# [INSTRUCTION]
Under this task are some entries; return every one of them exactly.

# [THE INPUT]

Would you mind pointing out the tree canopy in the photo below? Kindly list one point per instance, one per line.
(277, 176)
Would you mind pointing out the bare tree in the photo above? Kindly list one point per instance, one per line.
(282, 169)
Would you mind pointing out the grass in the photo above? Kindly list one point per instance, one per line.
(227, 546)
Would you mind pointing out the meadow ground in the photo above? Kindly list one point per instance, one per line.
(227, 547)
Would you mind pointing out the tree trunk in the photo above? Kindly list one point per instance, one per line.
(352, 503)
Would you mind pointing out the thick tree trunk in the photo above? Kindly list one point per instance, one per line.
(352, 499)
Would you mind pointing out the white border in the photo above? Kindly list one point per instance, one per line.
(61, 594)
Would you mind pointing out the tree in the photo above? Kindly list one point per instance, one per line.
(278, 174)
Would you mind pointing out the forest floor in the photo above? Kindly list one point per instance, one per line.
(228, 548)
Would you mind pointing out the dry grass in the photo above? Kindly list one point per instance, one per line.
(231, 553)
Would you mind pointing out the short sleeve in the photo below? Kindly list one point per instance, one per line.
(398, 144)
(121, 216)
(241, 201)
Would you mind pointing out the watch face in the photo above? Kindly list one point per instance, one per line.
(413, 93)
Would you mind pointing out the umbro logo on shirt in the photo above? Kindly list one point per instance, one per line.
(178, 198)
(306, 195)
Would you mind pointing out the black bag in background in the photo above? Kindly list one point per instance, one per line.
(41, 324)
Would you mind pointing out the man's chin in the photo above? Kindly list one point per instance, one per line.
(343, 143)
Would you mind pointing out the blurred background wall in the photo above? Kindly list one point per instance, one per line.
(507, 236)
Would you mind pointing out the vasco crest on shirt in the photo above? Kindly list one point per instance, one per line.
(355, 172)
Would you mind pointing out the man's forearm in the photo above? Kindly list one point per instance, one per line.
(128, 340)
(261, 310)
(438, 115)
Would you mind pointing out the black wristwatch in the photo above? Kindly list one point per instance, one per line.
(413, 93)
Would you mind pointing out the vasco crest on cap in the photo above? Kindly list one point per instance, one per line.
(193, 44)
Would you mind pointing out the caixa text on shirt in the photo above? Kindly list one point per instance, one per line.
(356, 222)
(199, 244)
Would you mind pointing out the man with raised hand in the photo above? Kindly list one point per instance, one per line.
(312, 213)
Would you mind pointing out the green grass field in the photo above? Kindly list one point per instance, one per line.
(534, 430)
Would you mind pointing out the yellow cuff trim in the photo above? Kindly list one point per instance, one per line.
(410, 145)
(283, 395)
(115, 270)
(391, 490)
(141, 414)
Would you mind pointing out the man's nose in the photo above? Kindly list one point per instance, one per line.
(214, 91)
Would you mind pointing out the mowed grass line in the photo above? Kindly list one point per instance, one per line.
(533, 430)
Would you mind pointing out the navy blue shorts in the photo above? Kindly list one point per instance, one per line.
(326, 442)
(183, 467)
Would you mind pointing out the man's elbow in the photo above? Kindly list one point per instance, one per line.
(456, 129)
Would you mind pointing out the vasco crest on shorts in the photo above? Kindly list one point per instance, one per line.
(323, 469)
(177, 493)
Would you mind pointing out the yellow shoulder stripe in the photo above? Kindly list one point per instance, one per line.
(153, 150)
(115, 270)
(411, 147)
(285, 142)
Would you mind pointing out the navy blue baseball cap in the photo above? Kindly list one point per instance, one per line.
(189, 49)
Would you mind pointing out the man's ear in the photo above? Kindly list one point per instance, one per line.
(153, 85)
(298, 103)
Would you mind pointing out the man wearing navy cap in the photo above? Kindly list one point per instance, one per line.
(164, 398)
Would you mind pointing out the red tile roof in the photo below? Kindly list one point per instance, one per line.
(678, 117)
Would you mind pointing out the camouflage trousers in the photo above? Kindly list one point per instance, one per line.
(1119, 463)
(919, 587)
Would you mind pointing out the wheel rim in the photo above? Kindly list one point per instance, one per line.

# [EXERCISE SOLUTION]
Would you mind pointing out the tree canopy in the photo below? Kindly list one point per instance, one per line.
(277, 176)
Would you mind pointing out the bare tree in the photo above? Kindly list one point per instance, one per line.
(282, 169)
Would you mind pointing out the grass in the photo above? Kindly list one point per instance, one per line.
(227, 546)
Would you mind pointing out the meadow ground in the photo above? Kindly list one point per instance, one per line.
(227, 547)
Would you mind pointing out the tree trunk in the photo above? Kindly list one point per instance, one per line.
(352, 503)
Would you mind pointing out the thick tree trunk in the photo above? Kindly list one point per instance, one per line.
(352, 499)
Would you mind pointing out the white border in the photo above? Kindly list one point per instance, one per line.
(61, 594)
Would you mind pointing out the tree in the photo above? Kindly list one point per instance, one per line.
(278, 174)
Would you mind pointing out the forest floor in the photo above? Kindly list one point per instance, one per line.
(228, 548)
Would you mind pointing out the dry grass in the photo above? Kindly list one point per instance, one per line.
(231, 553)
Would you mind pointing out the short sleeve in the photo below? Kindly list one point per instance, one per line.
(398, 144)
(121, 216)
(241, 201)
Would you mind pointing out the watch face in the photo above? Kindly list one point per instance, one per line.
(413, 93)
Would you mind pointing out the umbro logo on shirt in the photo above? Kindly list one point per instance, one per line.
(178, 198)
(306, 195)
Would you mind pointing out the black bag in background in the photo above? Kindly list one point per instance, one per line.
(41, 324)
Would you mind pointing out the man's chin in the photo above? Kindly list one point per instance, one per line.
(343, 143)
Would you mind pointing out the blurred background wall in the photo above? Kindly list one point per instance, one per line.
(507, 236)
Would you mind pointing out the vasco crest on shirt in the photo above? Kindly list one point per instance, one per line.
(355, 172)
Would you mind pointing out the man's forearm in the photo above? Kindly list one point per instance, one per line.
(128, 340)
(261, 310)
(438, 115)
Would you mind pointing out the black wristwatch in the photo above? Kindly list one point per instance, one per line.
(413, 93)
Would you mind pointing out the vasco crest on cap in the photo above? Kindly list one point per instance, one per line.
(193, 44)
Would you mind pointing out the caixa text on shirt in the photo above? Kindly list one point per instance, one per line.
(356, 222)
(199, 244)
Would you mind pointing out the man with raised hand in the photo above? Kindly list one point per instance, one per line.
(312, 213)
Would you mind pointing out the green grass field in the photo above? Kindly list one point per instance, one per line.
(534, 430)
Would you mind pointing out the yellow cuff trim in the photo above? Kindly list one point per instance, one per line.
(410, 145)
(283, 395)
(115, 270)
(391, 490)
(141, 414)
Would you mind pointing out the man's nose in the photo above? Kindly list one point per instance, one per line.
(214, 91)
Would you mind pointing out the mowed grass line in the photo above? Kindly list one point per instance, one per line.
(533, 430)
Would you mind pointing out the navy blue shorts in the photo above? Kindly list one point per instance, one per line.
(326, 442)
(183, 467)
Would you mind pointing out the man's elbow in the photo above? Kindly list one point per instance, one per line.
(456, 129)
Would you mind pointing out the vasco crest on shorts in the photo above? Kindly list one point per instance, one per line.
(323, 469)
(177, 493)
Would you mind pointing out the yellow shoulder stripe in the photo above? Kindly list one point per instance, one per line.
(153, 150)
(115, 270)
(411, 147)
(285, 142)
Would you mind pointing out the navy blue baseball cap in the photo above? Kindly list one point per instance, one per line.
(189, 49)
Would you mind pointing out the man's ear in the photo above? Kindly list one point per instance, one per line.
(153, 85)
(298, 103)
Would you mind pointing out the man wearing navy cap in the photo above? Kindly list one point per instance, one per line.
(164, 398)
Would you mind pointing out the red tile roof in the photo below? Kindly list one point per instance, one per line.
(678, 117)
Would you mind pointing out the camouflage trousers in the photo above? Kindly list one point per instance, one per line.
(1119, 463)
(919, 587)
Would you mind pointing out the wheel rim in the photo above? Kindly list one point per instance, one per line.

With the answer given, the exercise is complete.